» Required work: Write out all of the data below verbatim, reproducing every line without alteration.

» Data:
┌────────

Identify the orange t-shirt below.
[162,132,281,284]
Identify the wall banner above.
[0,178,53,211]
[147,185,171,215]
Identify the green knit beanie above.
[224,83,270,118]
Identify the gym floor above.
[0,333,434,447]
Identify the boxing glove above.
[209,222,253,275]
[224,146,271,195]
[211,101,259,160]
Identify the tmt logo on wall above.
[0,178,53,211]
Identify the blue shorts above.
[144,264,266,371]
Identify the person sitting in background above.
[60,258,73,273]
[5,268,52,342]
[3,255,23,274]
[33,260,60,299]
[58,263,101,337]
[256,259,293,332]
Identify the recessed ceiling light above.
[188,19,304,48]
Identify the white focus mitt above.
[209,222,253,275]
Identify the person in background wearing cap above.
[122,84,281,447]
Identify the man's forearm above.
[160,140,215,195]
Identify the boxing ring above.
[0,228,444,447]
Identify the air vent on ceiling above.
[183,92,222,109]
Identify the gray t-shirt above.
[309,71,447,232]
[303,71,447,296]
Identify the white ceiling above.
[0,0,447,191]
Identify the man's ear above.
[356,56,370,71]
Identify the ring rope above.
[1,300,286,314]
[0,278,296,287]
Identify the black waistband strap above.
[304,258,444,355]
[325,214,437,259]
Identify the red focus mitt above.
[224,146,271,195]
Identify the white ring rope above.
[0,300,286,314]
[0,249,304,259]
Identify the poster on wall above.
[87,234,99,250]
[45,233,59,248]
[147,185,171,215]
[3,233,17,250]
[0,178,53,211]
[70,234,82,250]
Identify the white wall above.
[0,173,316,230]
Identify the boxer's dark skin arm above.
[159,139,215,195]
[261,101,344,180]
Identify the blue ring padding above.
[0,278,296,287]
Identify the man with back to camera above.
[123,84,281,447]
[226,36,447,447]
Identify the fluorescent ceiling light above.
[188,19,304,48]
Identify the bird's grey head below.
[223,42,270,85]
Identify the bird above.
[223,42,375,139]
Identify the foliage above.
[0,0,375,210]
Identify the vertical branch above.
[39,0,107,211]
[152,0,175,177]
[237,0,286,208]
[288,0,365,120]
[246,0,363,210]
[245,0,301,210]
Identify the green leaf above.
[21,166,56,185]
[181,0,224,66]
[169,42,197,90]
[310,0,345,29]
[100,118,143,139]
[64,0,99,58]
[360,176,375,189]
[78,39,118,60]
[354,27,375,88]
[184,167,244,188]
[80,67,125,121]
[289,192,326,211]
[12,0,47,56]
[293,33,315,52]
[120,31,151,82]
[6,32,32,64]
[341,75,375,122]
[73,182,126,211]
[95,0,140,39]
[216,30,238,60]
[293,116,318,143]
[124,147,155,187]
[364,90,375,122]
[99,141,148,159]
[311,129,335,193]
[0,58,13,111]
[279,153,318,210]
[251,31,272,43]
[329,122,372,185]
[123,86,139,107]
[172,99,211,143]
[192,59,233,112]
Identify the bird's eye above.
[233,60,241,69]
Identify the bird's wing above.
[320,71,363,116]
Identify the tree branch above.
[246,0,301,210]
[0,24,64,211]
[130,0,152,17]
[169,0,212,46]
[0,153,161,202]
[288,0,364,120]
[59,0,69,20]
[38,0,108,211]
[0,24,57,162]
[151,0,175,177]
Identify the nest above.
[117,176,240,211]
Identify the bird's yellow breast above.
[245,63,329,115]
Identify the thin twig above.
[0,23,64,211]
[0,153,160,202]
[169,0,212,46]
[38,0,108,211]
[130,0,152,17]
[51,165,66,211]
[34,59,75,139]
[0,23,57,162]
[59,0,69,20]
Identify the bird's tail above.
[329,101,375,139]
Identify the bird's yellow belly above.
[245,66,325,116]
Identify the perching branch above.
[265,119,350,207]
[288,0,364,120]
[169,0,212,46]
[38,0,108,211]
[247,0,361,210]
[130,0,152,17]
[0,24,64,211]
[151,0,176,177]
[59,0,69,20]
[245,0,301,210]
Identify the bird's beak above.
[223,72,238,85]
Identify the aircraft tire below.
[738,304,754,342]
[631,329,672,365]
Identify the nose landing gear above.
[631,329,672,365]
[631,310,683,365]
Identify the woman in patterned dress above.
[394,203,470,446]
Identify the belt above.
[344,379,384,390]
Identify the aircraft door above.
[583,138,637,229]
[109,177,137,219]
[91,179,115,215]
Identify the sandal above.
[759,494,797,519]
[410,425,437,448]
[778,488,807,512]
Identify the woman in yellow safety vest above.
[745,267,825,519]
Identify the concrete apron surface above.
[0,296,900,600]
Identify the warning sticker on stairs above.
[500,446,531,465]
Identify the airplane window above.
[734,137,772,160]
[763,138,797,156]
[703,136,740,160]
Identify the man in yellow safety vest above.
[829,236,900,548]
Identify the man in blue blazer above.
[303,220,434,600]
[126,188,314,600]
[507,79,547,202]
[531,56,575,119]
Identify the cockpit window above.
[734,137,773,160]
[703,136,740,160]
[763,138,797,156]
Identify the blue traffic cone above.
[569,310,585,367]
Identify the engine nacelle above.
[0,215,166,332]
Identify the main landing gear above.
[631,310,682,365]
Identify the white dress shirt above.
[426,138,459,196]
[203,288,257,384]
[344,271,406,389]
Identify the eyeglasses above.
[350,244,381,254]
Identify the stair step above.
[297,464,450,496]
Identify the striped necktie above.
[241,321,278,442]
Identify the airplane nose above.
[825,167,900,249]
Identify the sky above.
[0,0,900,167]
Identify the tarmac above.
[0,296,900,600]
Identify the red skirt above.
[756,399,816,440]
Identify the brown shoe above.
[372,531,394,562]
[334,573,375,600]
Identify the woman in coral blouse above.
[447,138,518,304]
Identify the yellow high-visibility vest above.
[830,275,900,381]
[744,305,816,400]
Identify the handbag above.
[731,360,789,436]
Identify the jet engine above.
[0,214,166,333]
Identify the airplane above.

└────────

» Worked answer:
Identify the orange t-shirt below.
[162,132,281,284]
Identify the wall banner above.
[0,178,53,211]
[147,185,171,215]
Identify the green knit beanie above.
[224,83,270,118]
Identify the gym floor above.
[0,333,434,447]
Identify the boxing glove above.
[209,222,253,275]
[224,146,271,195]
[211,101,259,160]
Identify the tmt logo on wall above.
[0,178,53,211]
Identify the blue shorts above.
[144,264,266,371]
Identify the person sitting in background above.
[60,258,73,273]
[5,268,52,342]
[3,255,23,274]
[33,260,60,299]
[58,263,101,337]
[256,259,293,332]
Identify the recessed ceiling light above.
[188,19,304,48]
Identify the white focus mitt above.
[209,222,253,275]
Identify the person in background wearing cap above.
[122,84,281,447]
Identify the man's forearm above.
[160,140,215,195]
Identify the boxing ring above.
[0,228,444,447]
Identify the air vent on ceiling above.
[183,92,222,109]
Identify the gray t-shirt above.
[309,71,447,232]
[303,71,447,296]
Identify the white ceiling above.
[0,0,447,191]
Identify the man's ear above.
[356,56,370,71]
Identify the ring rope above.
[1,300,286,314]
[0,278,296,287]
Identify the black waistband strap above.
[304,258,444,355]
[325,214,437,259]
Identify the red focus mitt above.
[224,146,271,195]
Identify the white ring rope above.
[0,300,286,314]
[0,249,304,259]
Identify the poster on wall above.
[87,234,99,250]
[45,233,59,248]
[147,185,171,215]
[3,233,17,250]
[0,178,53,211]
[70,234,82,250]
Identify the white wall above.
[0,173,316,230]
Identify the boxer's dark skin arm above.
[159,139,215,195]
[261,101,344,180]
Identify the blue ring padding above.
[0,278,296,287]
Identify the man with back to camera above.
[123,84,281,447]
[226,36,447,447]
Identify the fluorescent ceiling light above.
[188,19,304,48]
Identify the bird's grey head below.
[223,42,270,85]
Identify the bird above.
[223,42,375,139]
Identify the foliage above.
[0,0,375,210]
Identify the vertical branch above.
[39,0,107,211]
[152,0,175,177]
[237,0,286,208]
[288,0,365,120]
[246,0,363,210]
[245,0,301,210]
Identify the green leaf above.
[21,166,56,185]
[181,0,224,66]
[169,42,197,90]
[310,0,345,29]
[100,118,143,139]
[64,0,99,58]
[360,176,375,189]
[78,39,118,60]
[354,27,375,88]
[184,167,244,188]
[80,67,125,121]
[289,192,326,211]
[12,0,47,56]
[293,33,315,52]
[120,31,151,82]
[6,32,32,64]
[341,75,375,122]
[73,182,126,211]
[95,0,140,39]
[216,30,238,60]
[293,116,318,143]
[124,147,155,187]
[364,90,375,122]
[99,141,148,159]
[311,129,335,193]
[0,58,13,111]
[279,153,318,210]
[251,31,272,43]
[329,122,372,185]
[123,86,139,107]
[172,99,211,143]
[192,59,233,112]
Identify the bird's eye above.
[233,60,241,69]
Identify the bird's wing above.
[320,71,363,116]
Identify the tree branch above.
[246,0,301,210]
[0,24,64,211]
[130,0,152,17]
[169,0,212,46]
[0,153,161,202]
[288,0,364,120]
[59,0,69,20]
[38,0,108,211]
[0,24,57,162]
[151,0,175,177]
Identify the nest above.
[117,176,240,211]
Identify the bird's yellow breast above.
[245,63,329,115]
Identify the thin twig above.
[0,23,64,211]
[0,153,160,202]
[169,0,212,46]
[38,0,108,211]
[130,0,152,17]
[51,165,66,211]
[34,59,75,139]
[0,23,57,162]
[59,0,69,20]
Identify the bird's tail above.
[329,101,375,139]
Identify the bird's yellow belly above.
[245,66,325,116]
Identify the perching branch above.
[265,119,350,207]
[288,0,364,120]
[169,0,212,46]
[38,0,108,211]
[247,0,361,210]
[130,0,152,17]
[0,24,64,211]
[151,0,176,177]
[59,0,69,20]
[245,0,301,210]
Identify the bird's beak above.
[223,72,238,85]
Identify the aircraft tire below.
[738,304,754,342]
[631,329,672,365]
Identify the nose landing gear above.
[631,329,672,365]
[631,310,683,365]
Identify the woman in patterned dress above.
[394,203,470,446]
Identify the belt above.
[344,379,384,390]
Identify the aircraft door above.
[583,138,637,229]
[109,177,137,219]
[91,179,115,215]
Identify the sandal above.
[759,494,797,519]
[410,425,437,448]
[778,488,807,512]
Identify the woman in yellow safety vest above.
[745,267,825,519]
Identify the concrete apron surface above.
[0,296,900,600]
Identify the warning sticker on stairs above.
[500,446,531,465]
Identify the airplane window above.
[734,137,772,160]
[763,138,797,156]
[703,136,740,160]
Identify the man in yellow safety vest above.
[829,236,900,548]
Identify the man in blue blazer above.
[303,220,434,600]
[126,188,314,600]
[507,79,547,202]
[531,56,575,119]
Identify the cockpit window above.
[734,137,773,160]
[703,136,740,160]
[763,138,797,156]
Identify the blue traffic cone above.
[569,310,585,367]
Identify the engine nacelle above.
[0,215,166,332]
Identify the main landing gear above.
[631,310,682,365]
Identify the white dress shirt above.
[426,138,459,196]
[203,288,257,384]
[344,271,406,389]
Identify the eyeglasses above.
[350,244,381,254]
Identify the stair step above.
[297,464,450,496]
Identify the striped necktie above.
[241,321,278,442]
Identify the airplane nose above.
[825,167,900,249]
Identify the sky above.
[0,0,900,167]
Identify the tarmac above.
[0,296,900,600]
Identify the red skirt above.
[756,399,816,440]
Identify the brown shoe above.
[372,531,394,562]
[334,573,375,600]
Identify the woman in coral blouse above.
[447,138,518,304]
Identify the yellow high-visibility vest above.
[830,275,900,381]
[744,305,816,400]
Identify the handbag above.
[731,360,789,436]
Identify the jet engine above.
[0,214,166,333]
Identify the airplane above.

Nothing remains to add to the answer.